> **Task brief**: Put the part of the records below that opens with the line containing "Could you please outline every instance of the tree" and closes with the line containing "[[[151,0],[129,0],[129,21],[124,53],[118,68],[146,68],[146,53]]]" into a Markdown table, both ends included. Use the columns Row (a running number) and Text (the line), one line per row, with blank lines left out.

> **Data for this exercise**:
▼

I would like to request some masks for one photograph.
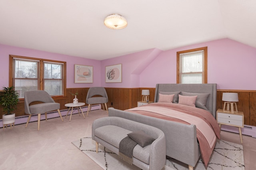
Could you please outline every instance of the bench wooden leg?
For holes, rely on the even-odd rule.
[[[27,126],[28,126],[28,122],[29,122],[29,120],[30,120],[30,117],[31,117],[31,114],[30,114],[29,116],[28,116],[28,121],[27,121],[27,123],[26,124],[26,127],[27,127]]]
[[[91,111],[91,107],[92,106],[91,106],[91,104],[89,104],[89,105],[88,106],[88,109],[87,109],[87,115],[86,115],[86,116],[88,116],[88,113],[89,113],[89,112],[90,111]]]
[[[98,148],[99,148],[99,142],[96,142],[96,153],[98,153]]]
[[[188,170],[193,170],[194,167],[191,165],[188,165]]]
[[[106,103],[105,103],[105,106],[106,106],[106,110],[107,111],[107,113],[108,115],[108,107],[107,106]]]

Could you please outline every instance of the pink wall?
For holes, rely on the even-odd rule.
[[[101,67],[100,61],[48,53],[41,51],[12,47],[0,44],[0,88],[9,86],[9,55],[23,56],[67,62],[67,88],[100,86]],[[93,66],[92,83],[74,83],[74,64]]]
[[[140,75],[140,86],[176,83],[176,52],[208,47],[208,82],[221,89],[256,90],[256,48],[225,38],[162,52]]]
[[[9,55],[67,62],[67,87],[154,87],[176,83],[176,52],[207,46],[208,83],[222,89],[256,90],[256,48],[228,38],[162,51],[154,48],[101,61],[0,45],[0,87],[8,86]],[[105,67],[122,64],[122,83],[106,83]],[[93,83],[74,83],[74,65],[93,66]]]
[[[133,88],[140,87],[140,75],[162,51],[152,49],[102,61],[102,87]],[[122,64],[122,83],[105,83],[106,66]]]

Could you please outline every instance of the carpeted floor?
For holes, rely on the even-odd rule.
[[[118,155],[99,144],[96,153],[95,142],[91,137],[82,138],[72,143],[104,170],[140,170],[120,160]],[[166,159],[162,170],[188,170],[187,165],[173,159]],[[219,140],[216,143],[208,167],[206,168],[200,159],[194,170],[244,170],[243,146],[242,145]]]

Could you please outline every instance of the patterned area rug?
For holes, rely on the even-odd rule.
[[[140,170],[120,160],[118,155],[99,144],[96,153],[95,142],[90,137],[83,138],[72,143],[104,170]],[[188,165],[173,159],[166,159],[162,170],[188,170]],[[224,140],[218,140],[210,162],[205,167],[201,159],[198,160],[196,170],[244,170],[243,146]]]

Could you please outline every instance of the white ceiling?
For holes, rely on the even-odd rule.
[[[113,30],[117,13],[128,26]],[[102,60],[223,38],[256,48],[255,0],[0,0],[0,44]]]

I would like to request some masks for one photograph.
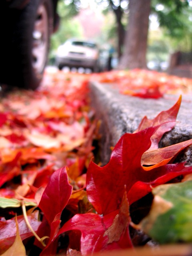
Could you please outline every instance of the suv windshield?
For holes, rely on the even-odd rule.
[[[78,45],[90,48],[96,48],[95,44],[87,42],[80,42],[79,41],[73,41],[71,42],[72,45]]]

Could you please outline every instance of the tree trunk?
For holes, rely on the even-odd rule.
[[[112,1],[111,1],[111,2],[112,3]],[[113,6],[112,3],[111,4],[112,6]],[[124,28],[122,23],[123,12],[120,6],[116,8],[113,7],[113,9],[114,13],[115,14],[117,25],[117,32],[118,38],[117,52],[118,57],[119,59],[122,55],[122,49],[124,42],[125,34]]]
[[[151,0],[129,0],[129,21],[124,53],[118,68],[146,68],[146,53]]]

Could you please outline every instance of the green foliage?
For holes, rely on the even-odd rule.
[[[24,201],[25,205],[27,206],[36,206],[36,204],[32,202]],[[5,197],[0,197],[0,208],[17,208],[21,206],[21,201],[16,198],[8,198]]]
[[[157,16],[164,36],[174,50],[192,50],[192,11],[187,0],[152,0],[152,13]]]
[[[192,180],[156,188],[149,215],[142,225],[161,244],[192,241]]]
[[[60,24],[58,31],[52,35],[51,38],[50,50],[49,54],[50,64],[54,62],[55,52],[58,47],[67,39],[73,37],[81,37],[82,31],[77,20],[73,18],[78,14],[77,1],[61,1],[59,2],[58,12],[60,17]],[[67,4],[66,3],[67,2]]]

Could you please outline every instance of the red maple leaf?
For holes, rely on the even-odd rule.
[[[49,240],[41,255],[56,250],[54,240],[59,229],[61,213],[66,206],[72,192],[66,167],[56,171],[51,176],[42,195],[38,207],[43,212],[44,218],[37,234],[40,237],[48,236]],[[49,233],[47,233],[49,232]],[[39,244],[37,244],[40,246]]]
[[[131,204],[150,192],[152,186],[192,172],[192,167],[185,167],[182,163],[167,164],[149,171],[143,169],[142,156],[150,148],[150,138],[158,127],[150,127],[136,133],[123,135],[106,166],[100,167],[91,162],[87,173],[87,194],[99,214],[107,214],[119,208],[125,185]],[[144,190],[140,185],[136,186],[138,182],[145,185]],[[132,193],[133,186],[134,190],[138,190],[136,196]]]

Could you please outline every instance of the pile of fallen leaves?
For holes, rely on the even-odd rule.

▲

> **Reply**:
| Row | Text |
|---|---|
| 1 | Could you please outline every instance of the tree trunk? |
| 2 | For holes, rely on the even-odd rule. |
| 3 | [[[112,1],[111,1],[111,2],[112,3]],[[113,6],[112,3],[111,4],[112,6]],[[124,28],[122,23],[123,12],[120,6],[116,8],[113,7],[113,9],[114,13],[115,14],[117,25],[117,32],[118,38],[117,52],[118,57],[119,59],[122,55],[122,49],[124,42],[125,34]]] |
| 4 | [[[151,0],[129,0],[129,21],[124,53],[118,68],[146,68],[146,53]]] |